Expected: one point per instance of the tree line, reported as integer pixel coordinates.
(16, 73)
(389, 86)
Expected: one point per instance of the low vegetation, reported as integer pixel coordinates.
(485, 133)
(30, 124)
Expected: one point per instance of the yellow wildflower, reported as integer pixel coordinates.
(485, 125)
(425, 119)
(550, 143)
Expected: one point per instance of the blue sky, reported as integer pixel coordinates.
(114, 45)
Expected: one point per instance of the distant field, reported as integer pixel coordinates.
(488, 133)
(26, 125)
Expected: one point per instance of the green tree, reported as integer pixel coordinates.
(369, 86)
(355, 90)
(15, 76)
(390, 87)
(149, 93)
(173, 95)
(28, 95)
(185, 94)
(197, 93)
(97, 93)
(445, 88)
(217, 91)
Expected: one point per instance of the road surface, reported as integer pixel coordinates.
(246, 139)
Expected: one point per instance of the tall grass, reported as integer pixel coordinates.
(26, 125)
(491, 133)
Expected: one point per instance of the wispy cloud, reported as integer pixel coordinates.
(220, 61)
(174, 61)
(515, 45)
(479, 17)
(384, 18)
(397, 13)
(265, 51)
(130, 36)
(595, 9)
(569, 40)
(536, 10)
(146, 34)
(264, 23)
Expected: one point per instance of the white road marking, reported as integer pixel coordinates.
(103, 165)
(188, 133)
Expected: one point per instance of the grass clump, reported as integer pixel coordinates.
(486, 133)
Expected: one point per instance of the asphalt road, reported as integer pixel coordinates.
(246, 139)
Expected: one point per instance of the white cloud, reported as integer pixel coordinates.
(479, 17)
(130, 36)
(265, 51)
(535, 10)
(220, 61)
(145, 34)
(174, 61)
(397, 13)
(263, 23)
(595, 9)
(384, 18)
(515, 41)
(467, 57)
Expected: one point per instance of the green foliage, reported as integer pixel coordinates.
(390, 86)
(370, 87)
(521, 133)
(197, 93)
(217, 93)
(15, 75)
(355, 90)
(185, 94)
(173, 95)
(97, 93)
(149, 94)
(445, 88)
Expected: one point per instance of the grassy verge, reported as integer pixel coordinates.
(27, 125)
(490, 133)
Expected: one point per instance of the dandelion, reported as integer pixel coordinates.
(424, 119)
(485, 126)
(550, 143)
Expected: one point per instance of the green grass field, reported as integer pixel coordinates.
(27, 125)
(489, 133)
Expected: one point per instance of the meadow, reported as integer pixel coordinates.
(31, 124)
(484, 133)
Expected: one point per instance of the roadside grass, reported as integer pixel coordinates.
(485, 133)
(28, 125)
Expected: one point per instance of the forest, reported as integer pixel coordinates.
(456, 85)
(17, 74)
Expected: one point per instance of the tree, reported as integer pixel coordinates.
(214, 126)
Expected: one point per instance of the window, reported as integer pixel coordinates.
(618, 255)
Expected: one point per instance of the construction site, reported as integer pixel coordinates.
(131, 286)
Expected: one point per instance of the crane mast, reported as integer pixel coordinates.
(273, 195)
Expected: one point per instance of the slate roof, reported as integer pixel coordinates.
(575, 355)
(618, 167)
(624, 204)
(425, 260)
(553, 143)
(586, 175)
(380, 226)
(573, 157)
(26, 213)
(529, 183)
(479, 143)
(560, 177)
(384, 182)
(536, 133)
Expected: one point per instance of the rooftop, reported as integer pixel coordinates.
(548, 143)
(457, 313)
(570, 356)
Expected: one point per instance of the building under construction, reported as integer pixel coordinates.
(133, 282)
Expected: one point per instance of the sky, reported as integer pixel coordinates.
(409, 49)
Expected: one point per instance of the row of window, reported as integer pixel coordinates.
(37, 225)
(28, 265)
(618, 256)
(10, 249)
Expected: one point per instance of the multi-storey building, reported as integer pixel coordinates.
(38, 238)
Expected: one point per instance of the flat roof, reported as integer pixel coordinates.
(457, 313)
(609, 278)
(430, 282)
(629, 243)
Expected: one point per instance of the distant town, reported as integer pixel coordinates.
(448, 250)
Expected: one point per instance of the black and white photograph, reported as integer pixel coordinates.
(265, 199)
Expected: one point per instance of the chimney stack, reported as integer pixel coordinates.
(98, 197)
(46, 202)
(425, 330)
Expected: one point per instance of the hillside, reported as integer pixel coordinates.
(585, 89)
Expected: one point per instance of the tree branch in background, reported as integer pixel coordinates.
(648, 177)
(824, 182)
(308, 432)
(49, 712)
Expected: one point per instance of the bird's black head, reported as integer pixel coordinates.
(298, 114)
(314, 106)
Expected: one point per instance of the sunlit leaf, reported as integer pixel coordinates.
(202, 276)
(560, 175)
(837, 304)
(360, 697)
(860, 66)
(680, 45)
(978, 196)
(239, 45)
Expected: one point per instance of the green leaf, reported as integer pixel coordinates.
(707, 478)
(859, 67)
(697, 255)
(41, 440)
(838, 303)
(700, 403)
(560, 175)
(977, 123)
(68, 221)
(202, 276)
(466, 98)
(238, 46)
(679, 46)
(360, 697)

┄┄┄┄┄┄┄┄┄┄┄┄┄┄┄┄┄┄┄┄

• [Your goal]:
Set down the entries above once more, verbatim.

• [Task output]:
Expected: one point per instance of the tree line, reported as integer pixel coordinates.
(16, 73)
(389, 86)
Expected: one point per instance of the low vegetation, reported as integer pixel coordinates.
(485, 133)
(30, 124)
Expected: one point per instance of the yellow wildflower, reported as integer pixel coordinates.
(485, 125)
(425, 119)
(550, 143)
Expected: one point per instance of the blue sky, reported as integer pixel coordinates.
(114, 45)
Expected: one point per instance of the distant field, reported as integer pixel coordinates.
(488, 133)
(26, 125)
Expected: one point per instance of the green tree, reported as integer pixel coordinates.
(369, 86)
(355, 90)
(15, 76)
(390, 87)
(149, 93)
(173, 95)
(28, 95)
(185, 94)
(197, 93)
(97, 93)
(445, 88)
(217, 91)
Expected: one point per instance of the road surface, reported as integer pixel coordinates.
(246, 139)
Expected: one point per instance of the tall grass, reported as integer pixel coordinates.
(26, 125)
(491, 133)
Expected: one point per instance of the wispy cloud, reported as integer pixel coordinates.
(220, 61)
(174, 61)
(515, 45)
(479, 17)
(384, 18)
(397, 13)
(265, 51)
(130, 36)
(595, 9)
(569, 40)
(536, 10)
(146, 34)
(264, 23)
Expected: one point per instance of the white road marking, reported as integer pixel coordinates.
(103, 165)
(188, 133)
Expected: one point per instance of the grass clump, reported as integer pixel coordinates.
(486, 133)
Expected: one point per instance of the asphalt road, reported as integer pixel coordinates.
(246, 139)
Expected: one point per instance of the white cloud, reported as integer pixel coordinates.
(479, 17)
(130, 36)
(265, 51)
(535, 10)
(220, 61)
(145, 34)
(174, 61)
(397, 13)
(263, 23)
(595, 9)
(384, 18)
(515, 41)
(467, 57)
Expected: one point per instance of the green foliage, reported as integer pixel coordinates.
(390, 86)
(370, 87)
(521, 133)
(197, 93)
(217, 93)
(15, 75)
(355, 90)
(185, 94)
(173, 95)
(97, 93)
(149, 94)
(445, 88)
Expected: one point per instance of the grassy verge, reported as integer pixel coordinates.
(27, 125)
(490, 133)
Expected: one point per instance of the dandelion, reported as integer pixel coordinates.
(424, 119)
(485, 126)
(550, 143)
Expected: one point per instance of the green grass field, reported as integer pixel coordinates.
(27, 125)
(489, 133)
Expected: one point per instance of the meadow, reported as integer pixel coordinates.
(31, 124)
(484, 133)
Expected: one point per instance of the roadside grass, reported as integer pixel coordinates.
(485, 133)
(28, 125)
Expected: one point per instance of the forest, reported as integer pixel coordinates.
(456, 85)
(17, 74)
Expected: one point per instance of the tree, reported as integer pixel coordinates.
(214, 126)
Expected: one point per instance of the window, reported as integer pixel coordinates.
(618, 255)
Expected: one point per instance of the construction site, reported as integer pixel coordinates.
(131, 286)
Expected: one point per instance of the crane mast, reported as integer pixel coordinates.
(273, 195)
Expected: one point per instance of the slate roof, reported as integer pixel coordinates.
(575, 355)
(618, 167)
(624, 204)
(425, 260)
(553, 143)
(586, 175)
(380, 226)
(573, 157)
(26, 213)
(529, 183)
(479, 143)
(560, 177)
(384, 182)
(536, 133)
Expected: one point per instance of the rooftop, reported as integer pixel coordinates.
(548, 143)
(457, 313)
(570, 356)
Expected: one point per instance of the building under construction, reported as integer pixel coordinates.
(133, 282)
Expected: one point per instance of the sky, reported as integer pixel coordinates.
(409, 49)
Expected: one point per instance of the row of window, reported as integer pixel coordinates.
(37, 225)
(28, 265)
(618, 256)
(10, 249)
Expected: one point per instance of the multi-storey building, reported as integer pixel coordinates.
(38, 238)
Expected: one point per instance of the flat roof, reported as integer pixel coordinates.
(457, 313)
(609, 278)
(430, 282)
(629, 243)
Expected: one point per instance of the distant town, reported as integer pixel coordinates.
(448, 250)
Expected: one point per instance of the black and white photograph, reported as integer pixel coordinates.
(265, 199)
Expected: one point per instance of the chimney stack, reported as integer pixel coordinates.
(98, 197)
(46, 202)
(425, 330)
Expected: one point per instance of the hillside, reported as integer pixel coordinates.
(585, 89)
Expected: one point per instance of the tree branch in background, reported as integer pixel coordinates.
(648, 177)
(824, 182)
(308, 432)
(49, 712)
Expected: one point per instance of the bird's black head, reported as integer pixel coordinates.
(298, 114)
(314, 106)
Expected: one point per instance of the sunlit leaf, reported as integer pixel coordinates.
(202, 276)
(560, 175)
(837, 304)
(360, 697)
(860, 66)
(680, 45)
(978, 196)
(239, 45)
Expected: one point per instance of the green leaf, reported as integer pixel coordinates.
(707, 478)
(859, 67)
(697, 255)
(41, 440)
(838, 303)
(700, 403)
(560, 175)
(977, 123)
(68, 221)
(202, 276)
(466, 98)
(238, 46)
(679, 46)
(360, 697)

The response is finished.